Buying A Business? Why You Should Stick With One Broker

We’ll start this one by saying as a caveat that if you end up with a dreadful broker who never returns your phone calls, doesn’t show up to scheduled meetings on a regular basis and is all around just bad – by all means, find a new broker.

Caveat aside, many business buyers come to the business-for-sale marketplace and try to play the field, and this never ends up working in their favor.

What do we mean by playing the field? If you’ve emailed 30 brokers in a small local area to request information on potential businesses, then you are doing yourself and your prospects for business ownership a big disservice.


Your business search needs to be focused in order to be successful, and in order to have a focused business search you need to have a relationship with a good broker. This relationship should start with a conversation about several very important things – things that won’t come across if all you are doing is shooting email requests to everyone in the area.

Your initial conversation with a broker might start out as an inquiry into one specific business, but it shouldn’t stay that way for long. A good broker is going to ask you questions that will let them know your direction in your search and help them narrow your focus to just those businesses that would fit with your goals.

What should a broker be asking you?

They should ask you about what your goals for business ownership are. If what you are hoping to achieve is a very flexible schedule so you can spend more time with your kids, then some businesses are definitely out of the question. If schedule isn’t a priority, but making as much money as possible is – then a very different business would be for you.

They should be asking you about what your passions are. Entrepreneurship is no picnic. It can be an enormous amount of work, so you need to be doing something that you can be driven and passionate about or you will end up miserable.

• [Directions]:
1. Copy the part of the article on sticking with one business broker from "Your initial conversation" up to and including "with your goals.".
2. Continue the article on sticking with one business broker from where it stops.

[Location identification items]
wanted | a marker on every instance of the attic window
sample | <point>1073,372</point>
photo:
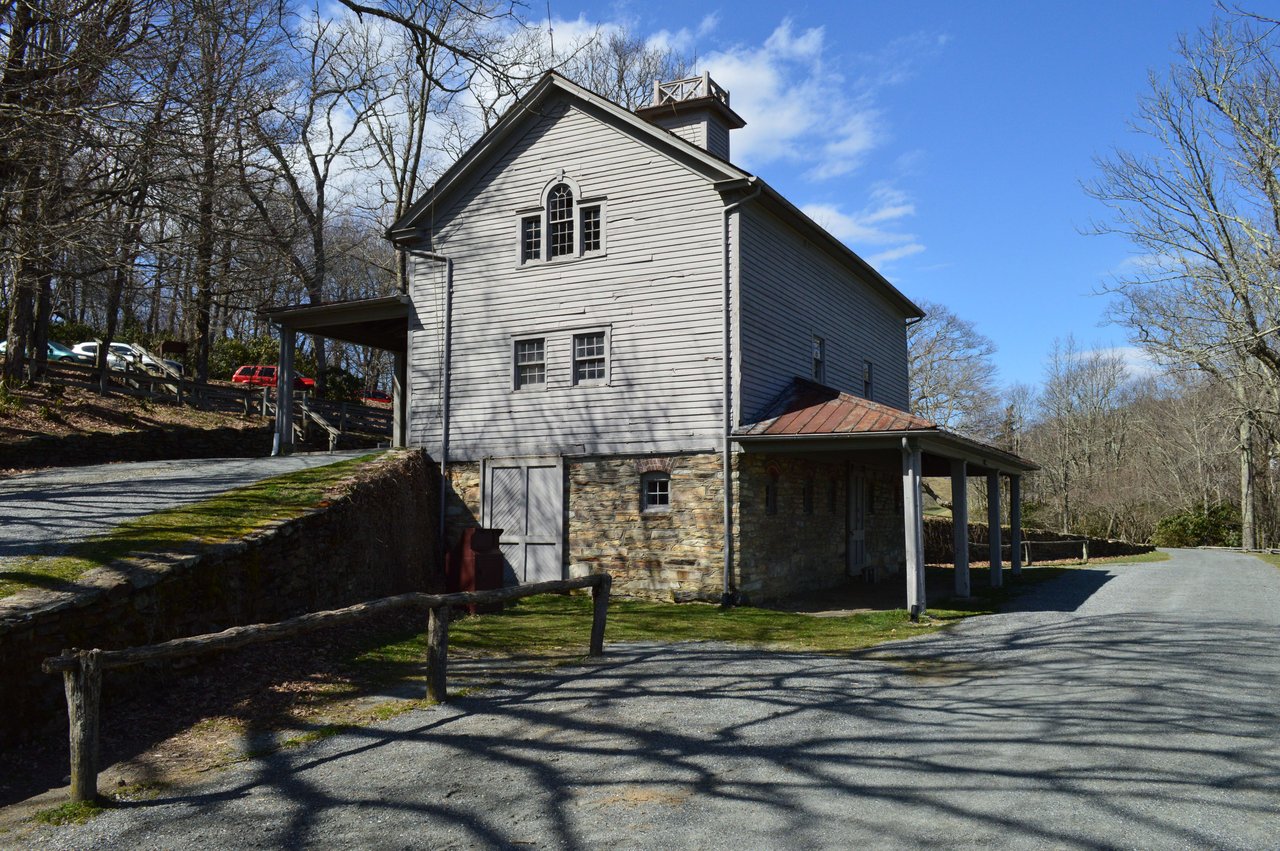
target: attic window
<point>560,220</point>
<point>562,228</point>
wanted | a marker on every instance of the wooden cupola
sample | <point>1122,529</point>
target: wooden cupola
<point>696,110</point>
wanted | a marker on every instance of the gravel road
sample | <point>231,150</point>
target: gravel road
<point>45,511</point>
<point>1116,707</point>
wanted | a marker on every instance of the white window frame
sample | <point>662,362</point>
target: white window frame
<point>515,364</point>
<point>542,213</point>
<point>574,360</point>
<point>654,508</point>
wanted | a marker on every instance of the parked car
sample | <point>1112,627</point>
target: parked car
<point>261,375</point>
<point>56,352</point>
<point>119,356</point>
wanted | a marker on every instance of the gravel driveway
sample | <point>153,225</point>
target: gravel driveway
<point>45,511</point>
<point>1118,707</point>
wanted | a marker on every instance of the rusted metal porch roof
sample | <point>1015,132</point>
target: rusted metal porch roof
<point>814,417</point>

• [Solved tasks]:
1.
Your initial conversation with a broker might start out as an inquiry into one specific business, but it shouldn’t stay that way for long. A good broker is going to ask you questions that will let them know your direction in your search and help them narrow your focus to just those businesses that would fit with your goals.

2.
They should ask you about your experience. If you’ve never worked so much as a single shift in the restaurant industry, then it would be a terrible idea to buy a bar or restaurant. Business ownership is tough, especially if you are brand new to entrepreneurship. You don’t want to add learning an entirely new industry on top of it – you will be setting yourself up for failure.

They should be asking you about your finances. You might think you have enough money to buy a particular business, but the reality of buying is that you need far more money than just enough to cover the listing price. You need enough to write the closing check, enough for the deposits for your utilities and lease, enough to buy new inventory, enough for licensing fees, enough for the first few rounds of payroll – the list goes on. A good broker doesn’t want to set you up for failure, so knowing your financial situation will allow them to find you businesses you can actually afford.

The point here is only by having a relationship with a single broker (who knows these very key things about you and about your business ownership goals) can you have any hope of finding the right business.

Approach you search for businesses by searching for a good broker first – then you can count on that relationship to bring you the businesses you should see.

Have you sent a ton of email requests but haven’t actually had a conversation with a broker yet? Do you want to know more about why a relationship with a good broker is so important for your success in purchasing a business? Ask us! Please feel free to leave any questions or comments, and we would be happy to help.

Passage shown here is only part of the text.